Every line that includes the word "brown" needs to be copied from the listing.

::::

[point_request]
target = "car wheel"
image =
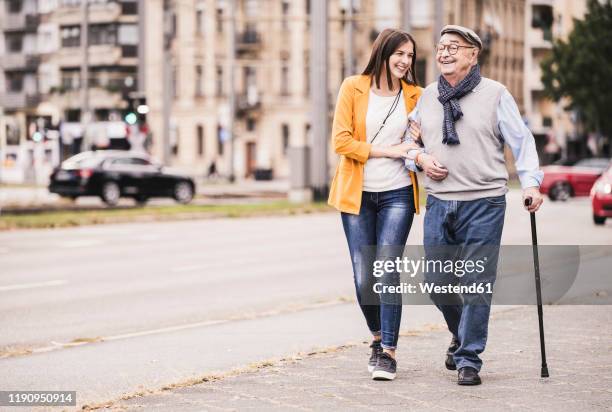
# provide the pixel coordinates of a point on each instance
(183, 192)
(599, 220)
(141, 200)
(110, 193)
(560, 191)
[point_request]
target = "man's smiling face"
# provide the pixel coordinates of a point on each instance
(457, 65)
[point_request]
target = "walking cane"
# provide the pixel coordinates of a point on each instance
(536, 266)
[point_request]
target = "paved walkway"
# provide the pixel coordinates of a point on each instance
(579, 344)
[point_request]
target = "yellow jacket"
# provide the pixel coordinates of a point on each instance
(349, 140)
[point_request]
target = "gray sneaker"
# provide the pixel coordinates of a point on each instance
(376, 351)
(385, 368)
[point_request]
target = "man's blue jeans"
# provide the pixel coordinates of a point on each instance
(384, 219)
(469, 230)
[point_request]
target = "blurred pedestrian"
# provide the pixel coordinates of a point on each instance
(374, 192)
(212, 170)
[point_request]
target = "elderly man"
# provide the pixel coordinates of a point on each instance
(465, 120)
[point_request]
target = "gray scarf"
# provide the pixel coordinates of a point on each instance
(449, 97)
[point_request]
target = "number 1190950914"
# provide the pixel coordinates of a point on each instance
(37, 398)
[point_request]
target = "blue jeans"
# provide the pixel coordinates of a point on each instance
(467, 230)
(384, 219)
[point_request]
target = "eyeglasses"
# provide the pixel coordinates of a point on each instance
(452, 48)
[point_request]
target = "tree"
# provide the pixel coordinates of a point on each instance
(580, 69)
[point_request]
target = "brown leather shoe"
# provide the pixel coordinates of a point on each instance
(468, 376)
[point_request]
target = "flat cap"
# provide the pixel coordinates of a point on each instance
(468, 34)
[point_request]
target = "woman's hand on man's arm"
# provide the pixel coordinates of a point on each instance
(398, 151)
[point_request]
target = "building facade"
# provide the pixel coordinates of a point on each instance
(42, 99)
(554, 128)
(185, 61)
(271, 69)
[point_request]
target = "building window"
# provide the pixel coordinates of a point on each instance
(173, 24)
(100, 34)
(175, 84)
(199, 92)
(129, 7)
(285, 11)
(199, 22)
(174, 142)
(306, 74)
(14, 82)
(14, 42)
(220, 139)
(15, 6)
(251, 124)
(219, 82)
(284, 79)
(72, 115)
(71, 36)
(200, 142)
(285, 137)
(219, 20)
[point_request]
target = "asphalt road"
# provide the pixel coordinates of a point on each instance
(115, 309)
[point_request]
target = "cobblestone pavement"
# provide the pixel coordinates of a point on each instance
(579, 349)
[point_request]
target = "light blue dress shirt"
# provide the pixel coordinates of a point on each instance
(515, 134)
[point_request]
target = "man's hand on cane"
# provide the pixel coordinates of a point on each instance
(536, 198)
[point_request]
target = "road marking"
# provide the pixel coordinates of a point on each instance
(187, 268)
(274, 312)
(80, 243)
(32, 285)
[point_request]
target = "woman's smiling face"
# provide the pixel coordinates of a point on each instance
(401, 59)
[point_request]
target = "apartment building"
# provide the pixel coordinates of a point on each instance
(554, 128)
(41, 59)
(271, 78)
(272, 64)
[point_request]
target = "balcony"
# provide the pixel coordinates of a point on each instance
(98, 13)
(248, 42)
(19, 100)
(540, 38)
(20, 62)
(247, 104)
(99, 55)
(21, 22)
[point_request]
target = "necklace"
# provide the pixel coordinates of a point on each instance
(391, 110)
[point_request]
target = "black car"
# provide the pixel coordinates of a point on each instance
(112, 174)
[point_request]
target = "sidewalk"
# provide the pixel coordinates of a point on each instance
(579, 353)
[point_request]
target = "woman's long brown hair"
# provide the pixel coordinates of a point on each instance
(387, 42)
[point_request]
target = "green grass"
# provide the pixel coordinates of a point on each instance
(55, 219)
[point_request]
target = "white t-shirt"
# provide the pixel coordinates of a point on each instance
(383, 173)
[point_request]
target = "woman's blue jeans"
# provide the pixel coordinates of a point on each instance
(384, 219)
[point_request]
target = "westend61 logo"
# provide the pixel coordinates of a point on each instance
(412, 267)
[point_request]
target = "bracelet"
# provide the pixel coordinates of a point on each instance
(416, 159)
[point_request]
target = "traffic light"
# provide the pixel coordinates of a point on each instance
(131, 118)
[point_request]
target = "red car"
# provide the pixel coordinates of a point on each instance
(562, 181)
(601, 197)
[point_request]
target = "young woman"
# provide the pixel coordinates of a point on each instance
(375, 193)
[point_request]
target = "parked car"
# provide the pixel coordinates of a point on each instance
(562, 181)
(601, 197)
(111, 174)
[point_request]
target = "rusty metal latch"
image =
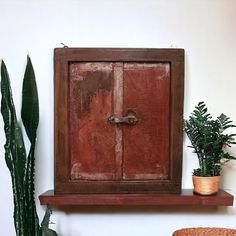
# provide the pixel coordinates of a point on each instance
(130, 119)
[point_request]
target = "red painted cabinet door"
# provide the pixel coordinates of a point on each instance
(92, 139)
(102, 150)
(118, 120)
(146, 144)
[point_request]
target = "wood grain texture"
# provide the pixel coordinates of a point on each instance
(146, 145)
(94, 156)
(186, 197)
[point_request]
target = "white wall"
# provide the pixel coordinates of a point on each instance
(204, 28)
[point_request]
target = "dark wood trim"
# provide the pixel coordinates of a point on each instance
(187, 197)
(62, 58)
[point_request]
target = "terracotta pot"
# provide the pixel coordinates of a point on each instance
(206, 185)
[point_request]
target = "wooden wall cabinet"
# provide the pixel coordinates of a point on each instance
(118, 120)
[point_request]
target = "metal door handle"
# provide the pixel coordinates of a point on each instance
(130, 119)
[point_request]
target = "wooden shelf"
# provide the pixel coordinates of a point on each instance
(186, 197)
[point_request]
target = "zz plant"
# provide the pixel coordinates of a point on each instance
(20, 164)
(209, 140)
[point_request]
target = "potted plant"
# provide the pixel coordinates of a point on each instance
(210, 142)
(20, 163)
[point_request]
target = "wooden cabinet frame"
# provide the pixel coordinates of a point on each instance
(63, 57)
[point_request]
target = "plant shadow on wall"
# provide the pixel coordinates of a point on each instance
(211, 143)
(20, 164)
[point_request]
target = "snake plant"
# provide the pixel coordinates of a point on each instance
(20, 163)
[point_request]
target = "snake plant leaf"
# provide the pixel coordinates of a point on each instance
(45, 224)
(30, 104)
(30, 119)
(15, 153)
(14, 147)
(6, 114)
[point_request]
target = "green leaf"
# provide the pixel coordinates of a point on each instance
(30, 104)
(45, 224)
(15, 153)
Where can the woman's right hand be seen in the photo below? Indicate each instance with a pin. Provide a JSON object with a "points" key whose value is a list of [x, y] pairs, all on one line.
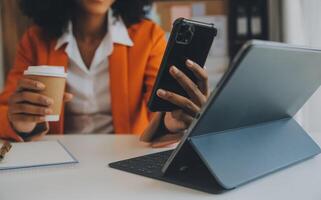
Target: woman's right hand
{"points": [[27, 107]]}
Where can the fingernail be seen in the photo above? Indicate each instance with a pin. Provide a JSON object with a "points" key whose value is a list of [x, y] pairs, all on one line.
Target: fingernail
{"points": [[174, 70], [189, 63], [40, 85], [48, 111], [161, 92], [48, 102]]}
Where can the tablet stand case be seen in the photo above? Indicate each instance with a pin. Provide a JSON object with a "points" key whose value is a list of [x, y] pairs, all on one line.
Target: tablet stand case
{"points": [[251, 137], [234, 157]]}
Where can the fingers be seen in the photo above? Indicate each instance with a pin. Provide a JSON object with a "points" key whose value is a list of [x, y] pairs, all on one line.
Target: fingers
{"points": [[182, 102], [28, 84], [189, 86], [31, 97], [26, 118], [67, 97], [201, 75], [29, 109], [180, 115]]}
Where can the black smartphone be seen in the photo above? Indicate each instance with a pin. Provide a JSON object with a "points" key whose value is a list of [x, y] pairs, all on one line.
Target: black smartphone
{"points": [[189, 40]]}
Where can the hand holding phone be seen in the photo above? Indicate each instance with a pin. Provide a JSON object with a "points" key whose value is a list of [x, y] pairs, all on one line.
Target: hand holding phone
{"points": [[189, 40], [180, 119]]}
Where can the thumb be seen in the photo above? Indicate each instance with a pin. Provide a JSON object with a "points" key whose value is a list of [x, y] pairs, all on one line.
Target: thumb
{"points": [[67, 97]]}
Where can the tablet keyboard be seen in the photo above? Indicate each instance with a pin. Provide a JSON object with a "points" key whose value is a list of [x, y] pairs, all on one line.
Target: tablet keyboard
{"points": [[149, 165]]}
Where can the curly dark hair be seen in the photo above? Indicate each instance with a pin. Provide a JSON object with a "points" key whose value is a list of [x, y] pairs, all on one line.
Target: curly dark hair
{"points": [[53, 15]]}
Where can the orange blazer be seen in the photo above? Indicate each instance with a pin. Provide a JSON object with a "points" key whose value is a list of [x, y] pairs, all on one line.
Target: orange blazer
{"points": [[132, 71]]}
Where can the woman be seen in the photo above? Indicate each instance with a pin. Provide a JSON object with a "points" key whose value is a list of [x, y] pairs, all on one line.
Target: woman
{"points": [[112, 54]]}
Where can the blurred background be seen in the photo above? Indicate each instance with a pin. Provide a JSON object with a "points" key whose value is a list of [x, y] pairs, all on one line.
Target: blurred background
{"points": [[290, 21]]}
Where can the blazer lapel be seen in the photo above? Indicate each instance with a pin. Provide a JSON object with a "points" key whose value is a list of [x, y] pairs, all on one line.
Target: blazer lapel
{"points": [[118, 71]]}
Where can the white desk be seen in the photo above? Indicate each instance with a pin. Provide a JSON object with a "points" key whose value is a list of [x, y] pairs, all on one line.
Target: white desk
{"points": [[91, 179]]}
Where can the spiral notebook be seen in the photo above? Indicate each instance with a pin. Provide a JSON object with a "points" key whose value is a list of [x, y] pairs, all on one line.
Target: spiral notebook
{"points": [[36, 154]]}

::::

**TASK RESPONSE**
target = "brown leather shoe"
target = "woman's long brown hair"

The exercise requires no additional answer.